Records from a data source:
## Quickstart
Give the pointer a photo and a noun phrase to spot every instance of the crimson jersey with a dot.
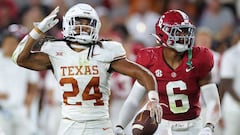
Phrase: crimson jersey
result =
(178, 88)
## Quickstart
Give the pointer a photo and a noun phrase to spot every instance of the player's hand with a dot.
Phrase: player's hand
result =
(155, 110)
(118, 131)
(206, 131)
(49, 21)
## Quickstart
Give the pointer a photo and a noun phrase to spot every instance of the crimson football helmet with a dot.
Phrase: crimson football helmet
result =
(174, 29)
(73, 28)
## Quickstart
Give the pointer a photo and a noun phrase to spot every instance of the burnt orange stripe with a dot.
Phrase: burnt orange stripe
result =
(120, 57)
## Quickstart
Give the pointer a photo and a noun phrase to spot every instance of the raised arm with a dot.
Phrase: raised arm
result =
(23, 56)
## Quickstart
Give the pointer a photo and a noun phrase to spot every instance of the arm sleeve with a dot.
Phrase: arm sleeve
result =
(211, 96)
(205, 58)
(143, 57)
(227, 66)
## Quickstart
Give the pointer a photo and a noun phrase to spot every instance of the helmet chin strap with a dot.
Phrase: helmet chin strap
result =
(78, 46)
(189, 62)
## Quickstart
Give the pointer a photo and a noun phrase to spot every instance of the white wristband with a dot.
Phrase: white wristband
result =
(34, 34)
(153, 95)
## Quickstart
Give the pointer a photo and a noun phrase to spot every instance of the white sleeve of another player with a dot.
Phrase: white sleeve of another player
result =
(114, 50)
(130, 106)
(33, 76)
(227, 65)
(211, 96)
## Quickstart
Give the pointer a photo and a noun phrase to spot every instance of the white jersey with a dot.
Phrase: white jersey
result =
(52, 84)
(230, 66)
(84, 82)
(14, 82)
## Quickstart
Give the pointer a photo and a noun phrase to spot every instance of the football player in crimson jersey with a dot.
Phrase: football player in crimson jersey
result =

* WHAT YOU SHOULD DO: Lines that hold the word "stripe" are the ones to copy from the entries above.

* TASK OUTPUT:
Give the pointer a photo and a noun phrase to spot every instance of the burnt orange stripe with a dot.
Phrase: burnt orange stripe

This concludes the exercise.